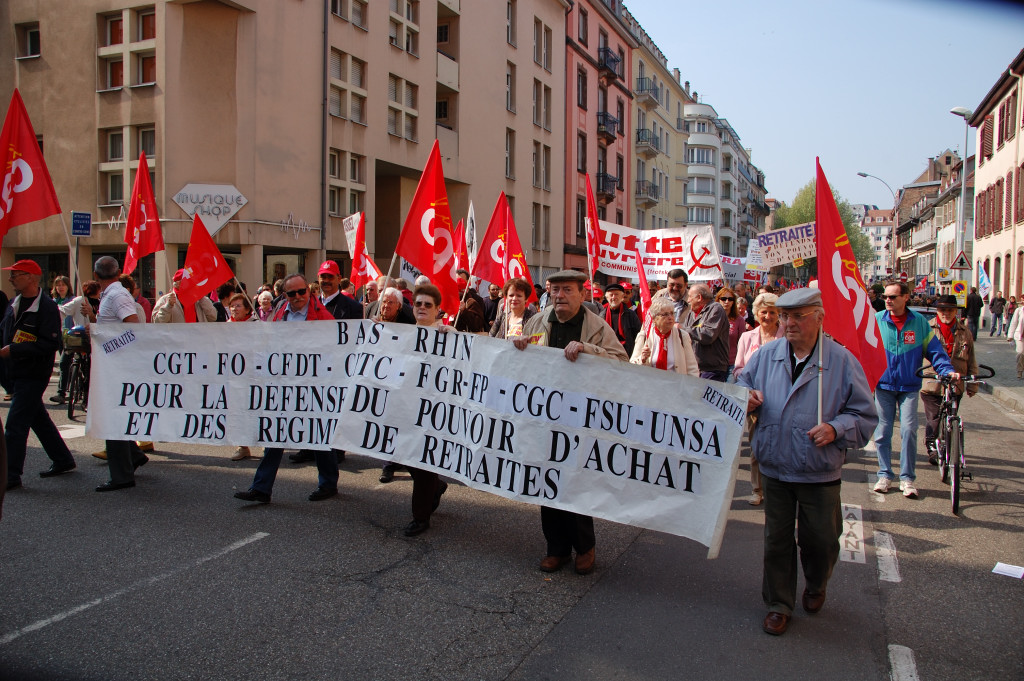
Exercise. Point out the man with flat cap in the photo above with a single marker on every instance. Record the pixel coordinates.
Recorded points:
(617, 314)
(569, 327)
(30, 336)
(801, 453)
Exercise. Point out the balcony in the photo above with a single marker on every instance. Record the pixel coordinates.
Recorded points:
(607, 64)
(647, 94)
(647, 194)
(607, 126)
(648, 144)
(606, 186)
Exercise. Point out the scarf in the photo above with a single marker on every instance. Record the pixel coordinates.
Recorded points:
(662, 362)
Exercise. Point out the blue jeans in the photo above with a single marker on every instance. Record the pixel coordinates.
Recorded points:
(886, 402)
(266, 472)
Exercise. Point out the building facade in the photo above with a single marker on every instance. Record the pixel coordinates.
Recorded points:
(999, 182)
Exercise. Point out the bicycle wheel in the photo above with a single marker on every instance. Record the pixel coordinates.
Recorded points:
(955, 462)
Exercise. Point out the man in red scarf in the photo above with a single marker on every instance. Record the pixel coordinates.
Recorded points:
(623, 321)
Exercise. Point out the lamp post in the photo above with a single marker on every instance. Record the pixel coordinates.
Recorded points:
(966, 114)
(892, 229)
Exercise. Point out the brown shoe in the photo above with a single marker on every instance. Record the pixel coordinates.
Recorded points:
(552, 563)
(775, 624)
(585, 562)
(812, 602)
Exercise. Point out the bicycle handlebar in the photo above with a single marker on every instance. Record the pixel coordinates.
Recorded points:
(967, 379)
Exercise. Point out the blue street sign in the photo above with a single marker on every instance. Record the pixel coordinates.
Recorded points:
(81, 224)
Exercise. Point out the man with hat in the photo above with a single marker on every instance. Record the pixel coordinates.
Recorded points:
(617, 314)
(169, 310)
(958, 344)
(574, 330)
(30, 336)
(801, 453)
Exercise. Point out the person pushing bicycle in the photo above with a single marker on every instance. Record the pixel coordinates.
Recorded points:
(958, 343)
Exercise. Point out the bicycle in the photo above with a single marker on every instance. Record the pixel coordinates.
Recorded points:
(949, 442)
(77, 341)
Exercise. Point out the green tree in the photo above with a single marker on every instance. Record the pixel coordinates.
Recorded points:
(802, 210)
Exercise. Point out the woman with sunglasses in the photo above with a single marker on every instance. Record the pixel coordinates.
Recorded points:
(427, 486)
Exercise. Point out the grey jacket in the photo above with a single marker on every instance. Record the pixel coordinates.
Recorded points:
(790, 410)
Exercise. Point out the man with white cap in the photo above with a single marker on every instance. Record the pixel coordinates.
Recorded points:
(801, 451)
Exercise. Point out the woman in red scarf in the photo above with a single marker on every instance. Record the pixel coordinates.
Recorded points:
(666, 347)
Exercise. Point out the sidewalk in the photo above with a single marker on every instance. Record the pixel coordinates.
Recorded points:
(1000, 355)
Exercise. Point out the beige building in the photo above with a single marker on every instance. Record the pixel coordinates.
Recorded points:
(278, 119)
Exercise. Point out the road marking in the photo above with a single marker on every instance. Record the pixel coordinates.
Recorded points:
(886, 551)
(852, 549)
(36, 626)
(901, 665)
(71, 431)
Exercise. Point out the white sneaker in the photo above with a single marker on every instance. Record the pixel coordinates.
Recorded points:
(906, 486)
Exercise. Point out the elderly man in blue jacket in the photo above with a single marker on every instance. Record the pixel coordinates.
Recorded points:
(908, 339)
(801, 453)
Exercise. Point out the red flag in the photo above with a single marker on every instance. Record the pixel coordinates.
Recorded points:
(142, 227)
(427, 241)
(849, 316)
(461, 255)
(593, 231)
(364, 268)
(205, 268)
(501, 257)
(26, 188)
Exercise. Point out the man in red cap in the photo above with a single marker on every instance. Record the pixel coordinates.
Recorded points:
(30, 336)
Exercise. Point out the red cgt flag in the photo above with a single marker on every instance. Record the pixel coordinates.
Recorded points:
(205, 269)
(849, 317)
(501, 257)
(26, 188)
(142, 231)
(364, 268)
(593, 232)
(427, 241)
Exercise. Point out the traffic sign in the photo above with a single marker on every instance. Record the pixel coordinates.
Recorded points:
(961, 262)
(81, 224)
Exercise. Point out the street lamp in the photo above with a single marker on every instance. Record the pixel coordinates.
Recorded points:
(892, 229)
(966, 114)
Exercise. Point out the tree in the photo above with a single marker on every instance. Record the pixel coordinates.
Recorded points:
(802, 210)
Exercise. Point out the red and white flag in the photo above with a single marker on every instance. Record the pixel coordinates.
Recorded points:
(501, 257)
(364, 267)
(593, 233)
(142, 231)
(849, 316)
(27, 192)
(205, 269)
(427, 241)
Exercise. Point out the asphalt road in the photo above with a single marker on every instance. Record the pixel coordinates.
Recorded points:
(177, 580)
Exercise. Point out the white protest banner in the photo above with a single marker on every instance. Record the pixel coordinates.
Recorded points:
(692, 249)
(629, 443)
(780, 247)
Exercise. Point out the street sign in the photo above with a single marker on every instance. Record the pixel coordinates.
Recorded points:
(81, 224)
(961, 262)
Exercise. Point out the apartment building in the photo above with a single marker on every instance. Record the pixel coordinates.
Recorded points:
(999, 182)
(275, 120)
(598, 119)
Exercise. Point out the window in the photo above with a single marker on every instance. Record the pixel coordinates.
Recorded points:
(146, 25)
(510, 86)
(510, 154)
(28, 40)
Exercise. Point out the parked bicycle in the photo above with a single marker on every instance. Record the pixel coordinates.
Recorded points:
(949, 442)
(77, 341)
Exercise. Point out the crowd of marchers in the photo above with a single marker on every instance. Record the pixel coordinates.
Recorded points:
(768, 340)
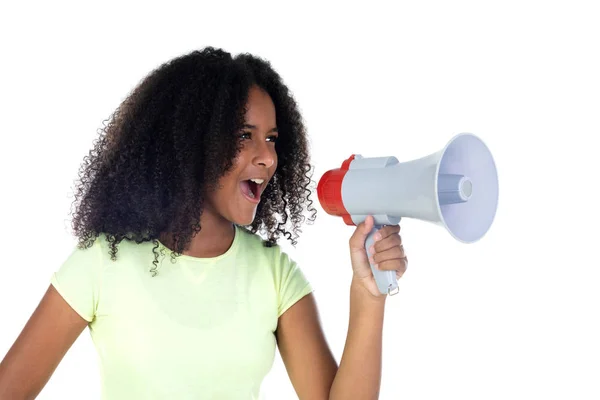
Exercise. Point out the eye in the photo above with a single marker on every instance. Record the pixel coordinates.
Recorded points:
(245, 135)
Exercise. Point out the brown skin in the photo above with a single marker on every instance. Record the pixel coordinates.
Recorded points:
(40, 347)
(310, 364)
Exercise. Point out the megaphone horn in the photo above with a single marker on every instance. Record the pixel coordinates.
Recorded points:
(456, 187)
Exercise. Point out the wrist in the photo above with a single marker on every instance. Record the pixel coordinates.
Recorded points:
(358, 287)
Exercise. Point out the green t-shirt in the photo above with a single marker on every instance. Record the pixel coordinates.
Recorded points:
(202, 328)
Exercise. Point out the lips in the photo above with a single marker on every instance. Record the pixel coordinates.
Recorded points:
(251, 190)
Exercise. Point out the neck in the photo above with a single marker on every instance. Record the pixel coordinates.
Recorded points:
(214, 239)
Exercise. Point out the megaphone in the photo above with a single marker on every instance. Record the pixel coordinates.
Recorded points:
(456, 188)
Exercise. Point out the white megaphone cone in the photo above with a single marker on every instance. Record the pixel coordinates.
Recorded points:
(456, 187)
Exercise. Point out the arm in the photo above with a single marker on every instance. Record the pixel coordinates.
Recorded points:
(52, 329)
(310, 364)
(359, 375)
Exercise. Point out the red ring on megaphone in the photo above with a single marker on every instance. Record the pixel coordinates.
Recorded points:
(329, 191)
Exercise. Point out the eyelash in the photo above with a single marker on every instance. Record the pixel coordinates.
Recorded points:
(275, 138)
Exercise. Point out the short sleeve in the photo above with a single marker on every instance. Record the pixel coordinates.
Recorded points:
(78, 280)
(291, 283)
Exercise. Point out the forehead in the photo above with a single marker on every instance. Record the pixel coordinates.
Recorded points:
(260, 106)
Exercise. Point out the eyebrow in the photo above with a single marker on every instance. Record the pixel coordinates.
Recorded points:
(254, 127)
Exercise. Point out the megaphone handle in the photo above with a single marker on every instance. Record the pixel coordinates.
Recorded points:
(386, 280)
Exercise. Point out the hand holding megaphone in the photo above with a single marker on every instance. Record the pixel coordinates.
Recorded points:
(387, 253)
(456, 187)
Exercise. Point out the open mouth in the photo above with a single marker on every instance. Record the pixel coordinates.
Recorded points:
(251, 189)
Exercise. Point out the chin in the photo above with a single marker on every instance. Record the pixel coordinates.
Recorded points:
(244, 220)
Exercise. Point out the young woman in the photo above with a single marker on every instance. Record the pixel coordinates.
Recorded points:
(182, 297)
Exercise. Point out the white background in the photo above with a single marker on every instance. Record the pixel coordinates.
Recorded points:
(512, 316)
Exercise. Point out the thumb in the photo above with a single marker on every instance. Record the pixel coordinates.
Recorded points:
(357, 240)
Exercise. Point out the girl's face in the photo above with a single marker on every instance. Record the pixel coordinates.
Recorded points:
(238, 192)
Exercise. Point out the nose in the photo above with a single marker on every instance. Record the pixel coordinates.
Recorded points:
(265, 155)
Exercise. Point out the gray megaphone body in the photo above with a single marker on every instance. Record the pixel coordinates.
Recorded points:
(456, 187)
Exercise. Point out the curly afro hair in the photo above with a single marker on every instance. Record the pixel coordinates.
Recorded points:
(169, 142)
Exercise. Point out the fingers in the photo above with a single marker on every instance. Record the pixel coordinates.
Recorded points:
(361, 232)
(392, 254)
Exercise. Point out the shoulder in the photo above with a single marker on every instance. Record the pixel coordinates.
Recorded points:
(255, 246)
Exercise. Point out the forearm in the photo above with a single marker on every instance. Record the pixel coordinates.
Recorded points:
(359, 374)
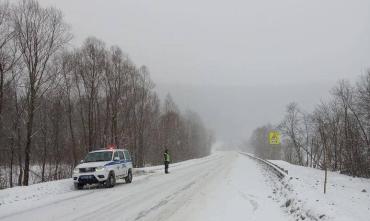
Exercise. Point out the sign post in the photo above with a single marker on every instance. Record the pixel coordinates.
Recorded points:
(274, 138)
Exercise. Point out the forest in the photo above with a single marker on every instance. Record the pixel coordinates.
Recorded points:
(334, 136)
(58, 102)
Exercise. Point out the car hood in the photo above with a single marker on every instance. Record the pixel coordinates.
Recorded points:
(92, 164)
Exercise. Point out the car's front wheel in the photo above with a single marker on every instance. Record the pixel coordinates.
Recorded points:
(111, 181)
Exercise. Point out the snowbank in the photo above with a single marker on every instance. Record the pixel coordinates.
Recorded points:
(301, 192)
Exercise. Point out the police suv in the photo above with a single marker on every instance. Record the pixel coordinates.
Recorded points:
(103, 167)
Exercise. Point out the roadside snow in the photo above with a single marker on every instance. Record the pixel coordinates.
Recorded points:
(303, 190)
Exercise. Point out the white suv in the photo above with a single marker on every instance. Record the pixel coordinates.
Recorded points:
(103, 167)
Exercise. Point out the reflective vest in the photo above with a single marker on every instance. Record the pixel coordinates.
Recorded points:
(166, 157)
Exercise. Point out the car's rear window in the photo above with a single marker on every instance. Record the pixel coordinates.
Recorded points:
(98, 156)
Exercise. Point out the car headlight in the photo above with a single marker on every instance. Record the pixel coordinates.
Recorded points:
(99, 169)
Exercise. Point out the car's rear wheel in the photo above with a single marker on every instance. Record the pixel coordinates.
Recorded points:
(128, 178)
(111, 181)
(79, 186)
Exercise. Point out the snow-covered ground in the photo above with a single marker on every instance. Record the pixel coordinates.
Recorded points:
(347, 198)
(223, 186)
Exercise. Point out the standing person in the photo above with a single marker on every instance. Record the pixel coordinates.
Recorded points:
(167, 160)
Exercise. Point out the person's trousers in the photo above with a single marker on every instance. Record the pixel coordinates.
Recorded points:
(166, 165)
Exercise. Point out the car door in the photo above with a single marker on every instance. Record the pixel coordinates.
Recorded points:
(123, 167)
(128, 160)
(117, 165)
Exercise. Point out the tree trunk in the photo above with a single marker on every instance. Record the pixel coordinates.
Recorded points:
(27, 151)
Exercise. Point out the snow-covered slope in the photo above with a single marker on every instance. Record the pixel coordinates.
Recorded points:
(347, 198)
(223, 186)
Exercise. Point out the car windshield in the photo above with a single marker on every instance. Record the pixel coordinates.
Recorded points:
(98, 156)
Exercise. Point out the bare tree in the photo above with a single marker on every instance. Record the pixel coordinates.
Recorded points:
(39, 33)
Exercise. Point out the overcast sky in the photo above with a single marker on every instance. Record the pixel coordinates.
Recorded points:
(236, 62)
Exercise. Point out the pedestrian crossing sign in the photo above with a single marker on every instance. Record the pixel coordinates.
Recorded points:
(274, 138)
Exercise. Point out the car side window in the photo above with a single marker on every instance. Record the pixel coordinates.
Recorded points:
(127, 155)
(121, 155)
(115, 155)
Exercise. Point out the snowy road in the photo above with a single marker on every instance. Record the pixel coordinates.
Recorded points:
(224, 186)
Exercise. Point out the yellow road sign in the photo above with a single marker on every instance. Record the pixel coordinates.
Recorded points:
(274, 137)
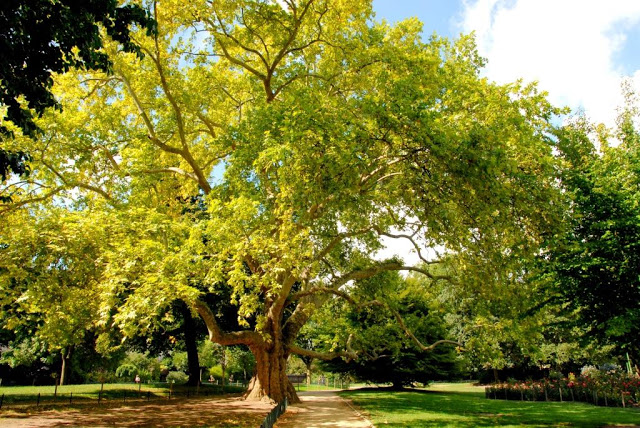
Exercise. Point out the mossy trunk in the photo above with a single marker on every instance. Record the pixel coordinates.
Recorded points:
(270, 381)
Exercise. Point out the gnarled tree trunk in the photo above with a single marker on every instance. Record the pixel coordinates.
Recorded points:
(270, 381)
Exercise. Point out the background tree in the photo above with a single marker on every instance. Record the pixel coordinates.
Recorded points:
(49, 269)
(41, 37)
(592, 268)
(330, 132)
(389, 342)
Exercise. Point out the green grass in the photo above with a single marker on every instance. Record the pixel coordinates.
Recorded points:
(463, 405)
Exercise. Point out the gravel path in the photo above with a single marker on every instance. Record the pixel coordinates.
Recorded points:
(196, 412)
(322, 409)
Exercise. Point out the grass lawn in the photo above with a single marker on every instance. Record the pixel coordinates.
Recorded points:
(464, 405)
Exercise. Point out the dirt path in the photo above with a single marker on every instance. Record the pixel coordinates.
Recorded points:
(215, 412)
(321, 409)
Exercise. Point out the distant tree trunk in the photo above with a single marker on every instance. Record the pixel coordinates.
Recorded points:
(307, 362)
(397, 385)
(66, 354)
(191, 344)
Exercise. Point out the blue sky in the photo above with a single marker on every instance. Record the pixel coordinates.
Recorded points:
(578, 50)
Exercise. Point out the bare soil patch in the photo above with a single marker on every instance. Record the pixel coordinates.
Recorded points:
(195, 412)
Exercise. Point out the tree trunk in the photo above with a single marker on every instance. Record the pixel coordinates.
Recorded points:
(65, 367)
(191, 345)
(270, 381)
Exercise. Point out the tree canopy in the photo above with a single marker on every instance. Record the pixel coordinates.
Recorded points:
(41, 37)
(261, 151)
(593, 267)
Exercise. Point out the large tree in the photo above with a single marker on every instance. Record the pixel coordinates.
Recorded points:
--------------------
** Work to complete **
Wherever the string "jacket" occurs in the data, copy the line that holds it.

** Task result **
Exercise. Point out the grey jacket in the photo above with a single marker on every instance. Record the pixel coordinates.
Exercise. Point out the elderly man in blue jacket in the photo above with a single marker on every instance. Record the pixel coordinates.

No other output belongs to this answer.